◆ Text excerpt ◆
- Born: Hubert Alan John Reay 19 March 1925 Hednesford, Staffordshire, England
- Died: 4 February 2012 (aged 86)
- Buried: East Sheen Cemetery
- Allegiance: United Kingdom
- Branch: British Army
- Service years: 1949–1985
- Rank: Lieutenant-General
- Service number: 406929
- Unit: Royal Army Medical Corps

= Alan Reay (British Army officer) =

British Army general (1925-2012)

Lieutenant-General Sir Hubert Alan John Reay, KBE, CStJ, FRCP (19 March 1925 – 4 February 2012) was a senior British Army officer. He served as Director General Army Medical Services between 1981 and 1984.

==Early life==
Reay was born on 19 March 1925 in Hednesford, Staffordshire. His father, a chaplain, had been awarded the Military Cross during World War I. He was educated at Lancing College, then an all-boys public school in the village of Lancing, West Sussex. He studied medicine at the University of Edinburgh, graduating in 1948 with Bachelor of Medicine, Bachelor of Surgery (MB ChB) degrees.

==Military career==
On 23 October 1949, as part of national service, Reay was commissioned into the Royal Army Medical Corps with the rank of lieutenant. He was promoted to captain on 23 October 1950. On 23 November 1949, he transferred from the National Service List to the regular army on a short service commission. His first posting was as a Regimental Medical Officer attached to 1st Battalion, The Devonshire Regiment in the Federation of Malaya during the Malayan Emergency. By April 1952, he was a temporary major. He transferred to a regular commission on 26 November 1952 in the rank of captain. He was promoted to substantive major on 23 October 1957. He was promoted to lieutenant colonel on 23 October 1962.

He was promoted to colonel on 23 October 1972. He was promoted to brigadier on 14 July 1976. On 4 July 1977, he was appointed Commandant and Postgraduate Dean of the Royal Army Medical College and was granted the local rank of major general. He was promoted to substantive major general on 1 August 1977. In 1979, he was appointed Director of Medical Services BAOR. He was promoted to lieutenant general on 7 April 1981 with seniority from 7 November 1980. He served as Director General Army Medical Services from 1981 to 1984.

He retired from the British Army on 25 February 1985.

==Later life==
Reay served as chairman of Lambeth health care NHS trust between 1992 and 1997.

He died on 4 February 2012, aged 86. His funeral was held at St Mary's Church, Barnes, London on 24 February. He was buried at East Sheen Cemetery.

◆ Provided data ◆

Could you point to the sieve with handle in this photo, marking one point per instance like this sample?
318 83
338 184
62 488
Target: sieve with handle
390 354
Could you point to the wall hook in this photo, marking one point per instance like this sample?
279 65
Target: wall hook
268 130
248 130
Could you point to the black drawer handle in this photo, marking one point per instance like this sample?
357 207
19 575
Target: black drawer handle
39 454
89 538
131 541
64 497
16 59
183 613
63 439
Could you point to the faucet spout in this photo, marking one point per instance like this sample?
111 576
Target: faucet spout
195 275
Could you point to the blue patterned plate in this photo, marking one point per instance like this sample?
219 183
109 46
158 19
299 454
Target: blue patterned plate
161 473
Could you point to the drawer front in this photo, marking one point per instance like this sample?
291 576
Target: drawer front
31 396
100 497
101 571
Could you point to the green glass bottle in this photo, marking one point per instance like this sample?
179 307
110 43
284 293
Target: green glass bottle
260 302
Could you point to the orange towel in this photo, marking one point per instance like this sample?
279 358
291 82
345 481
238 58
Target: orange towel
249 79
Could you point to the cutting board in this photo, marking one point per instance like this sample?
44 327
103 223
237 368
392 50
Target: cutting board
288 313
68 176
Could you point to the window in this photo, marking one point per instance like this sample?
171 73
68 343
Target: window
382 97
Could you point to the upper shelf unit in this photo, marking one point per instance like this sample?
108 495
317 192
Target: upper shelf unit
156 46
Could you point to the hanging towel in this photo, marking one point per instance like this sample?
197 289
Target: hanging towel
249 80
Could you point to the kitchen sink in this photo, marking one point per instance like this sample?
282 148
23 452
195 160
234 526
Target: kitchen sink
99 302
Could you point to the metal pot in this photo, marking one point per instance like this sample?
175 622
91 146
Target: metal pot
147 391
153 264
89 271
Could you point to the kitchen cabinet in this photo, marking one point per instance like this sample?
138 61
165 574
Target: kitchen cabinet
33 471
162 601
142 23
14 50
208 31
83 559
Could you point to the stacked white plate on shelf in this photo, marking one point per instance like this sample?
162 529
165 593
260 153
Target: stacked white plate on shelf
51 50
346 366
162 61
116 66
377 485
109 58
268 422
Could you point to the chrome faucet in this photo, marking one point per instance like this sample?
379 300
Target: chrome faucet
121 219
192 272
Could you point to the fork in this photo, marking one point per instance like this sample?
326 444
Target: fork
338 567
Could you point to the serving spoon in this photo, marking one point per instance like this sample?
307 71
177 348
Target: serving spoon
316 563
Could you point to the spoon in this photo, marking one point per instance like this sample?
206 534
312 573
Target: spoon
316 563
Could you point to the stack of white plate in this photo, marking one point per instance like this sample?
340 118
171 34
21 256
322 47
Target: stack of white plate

◆ Problem description ◆
In the Alan Reay biography, which body did Reay chair between 1992 and 1997?

◆ Answer below ◆
Lambeth health care NHS trust.